PASSAGE TO READ>
How is your denial management process? If it’s not optimized, it will affect your revenue cycle. Learn how to optimize it here.
Doctor’s offices need to go through a lot of red tape when dealing with insurance companies. They could complete a procedure, but the insurance company denies the claim based on a technicality or seemingly for any reason.
It’s important to minimize your denials and submit clean easily processed claims. Denial management is essential for healthcare companies. Every denial means longer to wait for money.
It means additional costs for cleaning and resubmitting the claims.
We’ll examine ways you can help streamline the process to reduce the denials and make denial management in healthcare more efficient.
The Cost of Denial Management
Without a denial management system, your technicians must sift through endless codes to find the correct ones. If they make a single mistake, then the insurance company uses that to deny the claim.
While we know they should approve the work, insurance companies look for any reason possible to deny a claim. Once they deny the claim, the technicians must once again go through the claim, find what’s wrong, and fix it.
This costs the time of the technician and because of that, you make less money. Therefore, it’s important to not only have efficient denial management but also clean first pass claims.

DATA SHOWN>
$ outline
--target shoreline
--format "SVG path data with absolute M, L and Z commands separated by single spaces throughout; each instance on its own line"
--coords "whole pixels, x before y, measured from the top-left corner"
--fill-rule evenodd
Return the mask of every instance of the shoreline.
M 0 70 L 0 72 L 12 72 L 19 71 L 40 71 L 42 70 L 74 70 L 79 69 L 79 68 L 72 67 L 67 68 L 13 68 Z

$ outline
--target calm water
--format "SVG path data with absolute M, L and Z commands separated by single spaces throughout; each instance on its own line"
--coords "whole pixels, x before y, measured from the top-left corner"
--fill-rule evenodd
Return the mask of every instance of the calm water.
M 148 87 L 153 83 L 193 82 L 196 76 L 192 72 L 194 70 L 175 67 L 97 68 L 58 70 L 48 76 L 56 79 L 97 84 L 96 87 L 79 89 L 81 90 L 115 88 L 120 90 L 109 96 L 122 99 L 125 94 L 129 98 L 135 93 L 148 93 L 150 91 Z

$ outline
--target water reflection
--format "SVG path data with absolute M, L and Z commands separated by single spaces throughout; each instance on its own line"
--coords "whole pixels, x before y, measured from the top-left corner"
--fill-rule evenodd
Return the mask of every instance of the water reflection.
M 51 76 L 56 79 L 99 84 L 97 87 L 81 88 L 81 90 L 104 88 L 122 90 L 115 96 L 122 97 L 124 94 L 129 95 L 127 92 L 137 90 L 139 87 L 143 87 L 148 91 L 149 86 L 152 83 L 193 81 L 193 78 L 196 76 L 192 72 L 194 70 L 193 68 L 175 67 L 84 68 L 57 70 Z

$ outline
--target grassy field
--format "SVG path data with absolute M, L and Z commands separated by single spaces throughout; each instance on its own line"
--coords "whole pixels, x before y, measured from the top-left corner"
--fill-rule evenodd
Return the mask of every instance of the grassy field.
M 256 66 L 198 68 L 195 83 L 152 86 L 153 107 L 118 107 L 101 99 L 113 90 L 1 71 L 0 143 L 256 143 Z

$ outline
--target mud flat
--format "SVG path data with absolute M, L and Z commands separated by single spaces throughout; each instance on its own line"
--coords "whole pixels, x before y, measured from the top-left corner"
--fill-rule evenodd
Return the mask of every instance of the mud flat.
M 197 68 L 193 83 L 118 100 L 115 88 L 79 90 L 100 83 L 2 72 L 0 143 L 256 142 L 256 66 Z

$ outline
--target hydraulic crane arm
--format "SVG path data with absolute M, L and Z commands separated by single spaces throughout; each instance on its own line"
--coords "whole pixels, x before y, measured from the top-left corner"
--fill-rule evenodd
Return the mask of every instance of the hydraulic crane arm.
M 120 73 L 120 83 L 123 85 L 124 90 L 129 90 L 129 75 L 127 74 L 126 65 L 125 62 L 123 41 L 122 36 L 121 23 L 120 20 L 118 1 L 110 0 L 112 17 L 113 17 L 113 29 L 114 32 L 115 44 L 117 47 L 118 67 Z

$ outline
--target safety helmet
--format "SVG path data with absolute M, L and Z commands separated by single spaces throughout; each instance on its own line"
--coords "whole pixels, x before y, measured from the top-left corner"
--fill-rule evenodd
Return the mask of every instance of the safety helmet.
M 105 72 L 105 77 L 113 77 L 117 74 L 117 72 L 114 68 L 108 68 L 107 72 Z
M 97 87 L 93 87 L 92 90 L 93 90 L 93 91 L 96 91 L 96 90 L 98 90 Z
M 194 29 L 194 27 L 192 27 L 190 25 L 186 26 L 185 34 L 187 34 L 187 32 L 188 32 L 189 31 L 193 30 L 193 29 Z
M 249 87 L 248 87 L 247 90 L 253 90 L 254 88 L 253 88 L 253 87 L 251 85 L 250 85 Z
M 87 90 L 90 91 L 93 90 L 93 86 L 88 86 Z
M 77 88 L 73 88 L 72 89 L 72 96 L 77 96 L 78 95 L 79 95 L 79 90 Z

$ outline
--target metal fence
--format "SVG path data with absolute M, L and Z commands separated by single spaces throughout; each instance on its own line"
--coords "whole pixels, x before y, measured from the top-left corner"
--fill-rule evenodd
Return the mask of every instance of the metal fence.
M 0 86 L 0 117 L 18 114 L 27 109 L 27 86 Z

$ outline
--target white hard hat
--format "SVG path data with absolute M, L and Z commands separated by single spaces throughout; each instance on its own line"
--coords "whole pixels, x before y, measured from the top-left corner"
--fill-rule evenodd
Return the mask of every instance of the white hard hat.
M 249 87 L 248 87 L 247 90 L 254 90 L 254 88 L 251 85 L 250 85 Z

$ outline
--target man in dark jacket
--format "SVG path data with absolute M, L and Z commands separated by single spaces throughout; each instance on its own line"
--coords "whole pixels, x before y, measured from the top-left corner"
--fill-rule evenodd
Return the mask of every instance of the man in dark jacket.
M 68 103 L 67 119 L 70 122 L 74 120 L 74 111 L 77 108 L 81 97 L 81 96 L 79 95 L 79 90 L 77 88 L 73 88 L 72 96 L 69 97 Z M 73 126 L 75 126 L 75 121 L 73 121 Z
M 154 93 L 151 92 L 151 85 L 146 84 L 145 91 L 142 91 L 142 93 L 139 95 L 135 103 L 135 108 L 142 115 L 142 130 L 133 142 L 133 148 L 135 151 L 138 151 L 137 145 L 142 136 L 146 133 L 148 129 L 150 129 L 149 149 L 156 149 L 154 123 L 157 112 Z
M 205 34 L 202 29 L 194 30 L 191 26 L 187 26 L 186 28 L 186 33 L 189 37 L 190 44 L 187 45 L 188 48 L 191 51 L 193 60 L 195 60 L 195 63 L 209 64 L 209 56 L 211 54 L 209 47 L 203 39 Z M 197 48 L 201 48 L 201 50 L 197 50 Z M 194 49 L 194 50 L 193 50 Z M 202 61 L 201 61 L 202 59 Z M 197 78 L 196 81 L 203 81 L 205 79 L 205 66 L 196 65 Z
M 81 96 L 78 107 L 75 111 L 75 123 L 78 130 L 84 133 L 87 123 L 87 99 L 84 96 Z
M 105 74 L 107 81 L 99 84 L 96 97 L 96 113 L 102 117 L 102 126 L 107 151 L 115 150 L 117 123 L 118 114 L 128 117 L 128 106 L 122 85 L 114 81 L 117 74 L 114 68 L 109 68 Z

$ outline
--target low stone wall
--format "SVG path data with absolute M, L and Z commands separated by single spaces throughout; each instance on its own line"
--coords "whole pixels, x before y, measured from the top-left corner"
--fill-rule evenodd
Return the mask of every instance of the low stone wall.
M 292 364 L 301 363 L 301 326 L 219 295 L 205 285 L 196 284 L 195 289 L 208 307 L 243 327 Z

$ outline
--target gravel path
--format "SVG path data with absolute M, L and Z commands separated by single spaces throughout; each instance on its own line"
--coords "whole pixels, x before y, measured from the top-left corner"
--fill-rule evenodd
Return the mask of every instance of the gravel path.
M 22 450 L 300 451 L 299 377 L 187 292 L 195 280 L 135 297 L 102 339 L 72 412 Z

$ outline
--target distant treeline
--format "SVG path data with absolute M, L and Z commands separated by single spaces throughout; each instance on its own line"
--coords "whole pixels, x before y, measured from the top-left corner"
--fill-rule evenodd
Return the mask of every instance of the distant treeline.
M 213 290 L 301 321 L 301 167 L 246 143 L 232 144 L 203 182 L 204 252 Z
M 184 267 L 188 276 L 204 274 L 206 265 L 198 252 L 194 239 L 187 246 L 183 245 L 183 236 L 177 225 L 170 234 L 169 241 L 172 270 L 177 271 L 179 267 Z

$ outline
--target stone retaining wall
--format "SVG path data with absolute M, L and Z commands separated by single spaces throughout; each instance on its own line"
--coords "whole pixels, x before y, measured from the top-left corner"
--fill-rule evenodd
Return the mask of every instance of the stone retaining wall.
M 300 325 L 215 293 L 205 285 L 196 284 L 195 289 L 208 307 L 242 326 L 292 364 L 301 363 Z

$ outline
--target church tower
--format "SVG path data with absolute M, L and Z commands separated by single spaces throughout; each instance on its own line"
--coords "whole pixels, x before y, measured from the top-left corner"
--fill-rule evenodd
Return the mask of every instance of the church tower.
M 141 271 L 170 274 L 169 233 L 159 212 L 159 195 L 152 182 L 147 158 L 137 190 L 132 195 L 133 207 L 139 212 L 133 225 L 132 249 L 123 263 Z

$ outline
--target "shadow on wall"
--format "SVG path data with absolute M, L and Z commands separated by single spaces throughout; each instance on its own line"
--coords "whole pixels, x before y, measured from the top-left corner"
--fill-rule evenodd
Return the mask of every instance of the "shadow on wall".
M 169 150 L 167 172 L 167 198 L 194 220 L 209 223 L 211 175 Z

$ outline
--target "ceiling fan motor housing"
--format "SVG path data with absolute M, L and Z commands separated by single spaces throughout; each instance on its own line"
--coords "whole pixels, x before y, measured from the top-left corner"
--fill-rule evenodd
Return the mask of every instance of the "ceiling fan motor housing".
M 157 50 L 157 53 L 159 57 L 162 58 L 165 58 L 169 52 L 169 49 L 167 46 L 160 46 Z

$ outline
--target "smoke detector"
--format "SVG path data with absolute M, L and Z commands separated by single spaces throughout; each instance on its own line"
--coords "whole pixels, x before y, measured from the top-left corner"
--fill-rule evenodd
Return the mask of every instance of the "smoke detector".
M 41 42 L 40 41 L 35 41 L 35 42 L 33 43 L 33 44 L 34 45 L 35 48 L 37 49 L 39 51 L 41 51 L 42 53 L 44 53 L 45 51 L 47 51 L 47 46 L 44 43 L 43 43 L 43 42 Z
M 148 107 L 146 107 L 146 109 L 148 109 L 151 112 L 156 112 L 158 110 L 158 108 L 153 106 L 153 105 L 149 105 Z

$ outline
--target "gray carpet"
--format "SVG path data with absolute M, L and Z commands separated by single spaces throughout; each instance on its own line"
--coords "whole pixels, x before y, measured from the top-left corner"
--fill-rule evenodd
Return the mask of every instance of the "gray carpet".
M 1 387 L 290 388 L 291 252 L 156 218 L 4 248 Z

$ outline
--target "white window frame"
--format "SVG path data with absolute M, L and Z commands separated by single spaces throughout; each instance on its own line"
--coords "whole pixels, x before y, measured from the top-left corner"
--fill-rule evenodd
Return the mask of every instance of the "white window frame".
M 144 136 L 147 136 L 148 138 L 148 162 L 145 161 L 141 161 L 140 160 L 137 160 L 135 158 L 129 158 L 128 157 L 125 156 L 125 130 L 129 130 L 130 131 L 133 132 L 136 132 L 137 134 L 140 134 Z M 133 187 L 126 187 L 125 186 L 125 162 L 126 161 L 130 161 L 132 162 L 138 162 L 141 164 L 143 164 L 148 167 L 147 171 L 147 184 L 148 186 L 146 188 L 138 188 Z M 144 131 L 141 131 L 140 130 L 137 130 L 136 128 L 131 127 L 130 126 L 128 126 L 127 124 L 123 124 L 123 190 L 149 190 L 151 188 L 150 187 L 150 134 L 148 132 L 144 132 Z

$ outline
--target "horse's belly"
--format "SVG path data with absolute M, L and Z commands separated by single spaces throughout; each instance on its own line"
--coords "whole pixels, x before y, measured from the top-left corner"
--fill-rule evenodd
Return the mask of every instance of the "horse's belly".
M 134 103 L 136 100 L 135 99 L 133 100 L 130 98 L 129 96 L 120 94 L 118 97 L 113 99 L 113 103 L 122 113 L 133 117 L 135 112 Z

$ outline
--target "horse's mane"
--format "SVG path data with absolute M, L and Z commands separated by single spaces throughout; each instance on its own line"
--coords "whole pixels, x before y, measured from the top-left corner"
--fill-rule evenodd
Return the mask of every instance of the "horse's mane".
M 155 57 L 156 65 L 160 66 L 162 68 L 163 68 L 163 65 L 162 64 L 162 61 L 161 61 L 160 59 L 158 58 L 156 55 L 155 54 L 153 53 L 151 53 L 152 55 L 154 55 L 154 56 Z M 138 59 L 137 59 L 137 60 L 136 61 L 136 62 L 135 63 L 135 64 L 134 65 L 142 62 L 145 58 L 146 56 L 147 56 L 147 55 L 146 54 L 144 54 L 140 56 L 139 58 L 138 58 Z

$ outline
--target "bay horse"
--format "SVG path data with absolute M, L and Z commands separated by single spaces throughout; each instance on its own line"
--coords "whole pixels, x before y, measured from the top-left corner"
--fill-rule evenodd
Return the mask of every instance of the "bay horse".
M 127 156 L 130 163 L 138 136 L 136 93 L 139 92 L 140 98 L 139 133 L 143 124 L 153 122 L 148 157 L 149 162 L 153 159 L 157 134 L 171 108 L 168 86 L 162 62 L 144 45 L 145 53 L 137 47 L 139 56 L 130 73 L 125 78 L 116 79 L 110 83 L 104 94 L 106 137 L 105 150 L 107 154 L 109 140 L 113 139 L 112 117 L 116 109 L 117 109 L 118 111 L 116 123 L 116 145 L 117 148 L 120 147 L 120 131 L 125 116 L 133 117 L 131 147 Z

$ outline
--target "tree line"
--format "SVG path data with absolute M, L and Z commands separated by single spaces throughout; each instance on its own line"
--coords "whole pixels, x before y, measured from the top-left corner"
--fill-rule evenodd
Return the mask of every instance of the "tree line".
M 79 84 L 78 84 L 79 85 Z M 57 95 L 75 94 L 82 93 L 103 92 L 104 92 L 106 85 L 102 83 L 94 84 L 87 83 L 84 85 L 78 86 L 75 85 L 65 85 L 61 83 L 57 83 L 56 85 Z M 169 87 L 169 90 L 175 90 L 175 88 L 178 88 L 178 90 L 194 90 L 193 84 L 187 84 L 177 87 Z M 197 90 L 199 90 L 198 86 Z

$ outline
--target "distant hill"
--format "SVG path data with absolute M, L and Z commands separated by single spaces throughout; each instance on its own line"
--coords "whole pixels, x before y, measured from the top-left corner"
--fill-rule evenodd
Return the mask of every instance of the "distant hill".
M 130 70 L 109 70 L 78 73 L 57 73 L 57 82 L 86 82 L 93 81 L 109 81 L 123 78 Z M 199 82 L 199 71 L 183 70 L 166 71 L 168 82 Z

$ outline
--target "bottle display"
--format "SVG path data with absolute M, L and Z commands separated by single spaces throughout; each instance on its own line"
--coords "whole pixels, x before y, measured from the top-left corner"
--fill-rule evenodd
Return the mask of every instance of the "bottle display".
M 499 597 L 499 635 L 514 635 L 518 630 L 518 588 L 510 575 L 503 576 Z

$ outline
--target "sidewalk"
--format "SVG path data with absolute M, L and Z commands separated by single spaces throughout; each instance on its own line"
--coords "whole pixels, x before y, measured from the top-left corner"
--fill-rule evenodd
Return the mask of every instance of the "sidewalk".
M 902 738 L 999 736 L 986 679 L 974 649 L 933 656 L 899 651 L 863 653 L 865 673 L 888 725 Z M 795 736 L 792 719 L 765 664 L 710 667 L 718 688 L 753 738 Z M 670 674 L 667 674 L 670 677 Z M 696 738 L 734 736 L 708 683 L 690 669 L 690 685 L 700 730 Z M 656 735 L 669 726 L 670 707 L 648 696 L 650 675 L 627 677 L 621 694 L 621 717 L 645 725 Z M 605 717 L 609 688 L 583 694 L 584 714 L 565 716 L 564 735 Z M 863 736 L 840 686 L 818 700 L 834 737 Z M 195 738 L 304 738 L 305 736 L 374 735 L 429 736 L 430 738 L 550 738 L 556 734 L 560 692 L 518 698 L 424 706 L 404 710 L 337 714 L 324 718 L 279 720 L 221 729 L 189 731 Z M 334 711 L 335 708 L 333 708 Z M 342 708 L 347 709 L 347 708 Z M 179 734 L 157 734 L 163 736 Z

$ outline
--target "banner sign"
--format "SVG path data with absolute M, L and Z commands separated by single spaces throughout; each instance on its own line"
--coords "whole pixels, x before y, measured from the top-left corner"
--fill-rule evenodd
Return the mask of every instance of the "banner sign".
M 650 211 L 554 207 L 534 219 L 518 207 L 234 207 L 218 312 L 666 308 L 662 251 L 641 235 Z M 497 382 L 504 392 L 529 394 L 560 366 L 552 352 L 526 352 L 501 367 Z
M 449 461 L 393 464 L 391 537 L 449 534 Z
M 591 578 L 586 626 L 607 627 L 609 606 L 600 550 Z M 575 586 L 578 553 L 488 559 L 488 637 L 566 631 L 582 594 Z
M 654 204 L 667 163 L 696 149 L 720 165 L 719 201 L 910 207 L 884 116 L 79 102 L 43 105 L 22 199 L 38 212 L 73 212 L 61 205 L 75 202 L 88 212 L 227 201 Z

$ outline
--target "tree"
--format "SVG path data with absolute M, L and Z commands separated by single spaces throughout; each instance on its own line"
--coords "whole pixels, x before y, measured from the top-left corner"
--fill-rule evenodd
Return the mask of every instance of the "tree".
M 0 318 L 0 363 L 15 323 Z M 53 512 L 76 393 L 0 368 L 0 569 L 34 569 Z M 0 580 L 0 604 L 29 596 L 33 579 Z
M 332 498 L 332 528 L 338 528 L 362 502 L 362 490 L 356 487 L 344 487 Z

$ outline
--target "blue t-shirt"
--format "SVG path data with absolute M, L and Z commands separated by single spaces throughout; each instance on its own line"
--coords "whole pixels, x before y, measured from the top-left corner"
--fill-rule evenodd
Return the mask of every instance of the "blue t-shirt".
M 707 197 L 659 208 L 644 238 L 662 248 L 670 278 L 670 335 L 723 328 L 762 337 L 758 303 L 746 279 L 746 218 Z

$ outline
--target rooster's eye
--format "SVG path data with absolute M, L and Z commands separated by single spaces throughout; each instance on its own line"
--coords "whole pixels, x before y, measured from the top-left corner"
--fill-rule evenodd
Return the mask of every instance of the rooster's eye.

WHAT TO WORK ON>
Edit the article on denial management between "How is your" and "healthcare more efficient.", inclusive, replacing "red tape" with "paperwork".

EXPECTED ANSWER>
How is your denial management process? If it’s not optimized, it will affect your revenue cycle. Learn how to optimize it here.
Doctor’s offices need to go through a lot of paperwork when dealing with insurance companies. They could complete a procedure, but the insurance company denies the claim based on a technicality or seemingly for any reason.
It’s important to minimize your denials and submit clean easily processed claims. Denial management is essential for healthcare companies. Every denial means longer to wait for money.
It means additional costs for cleaning and resubmitting the claims.
We’ll examine ways you can help streamline the process to reduce the denials and make denial management in healthcare more efficient.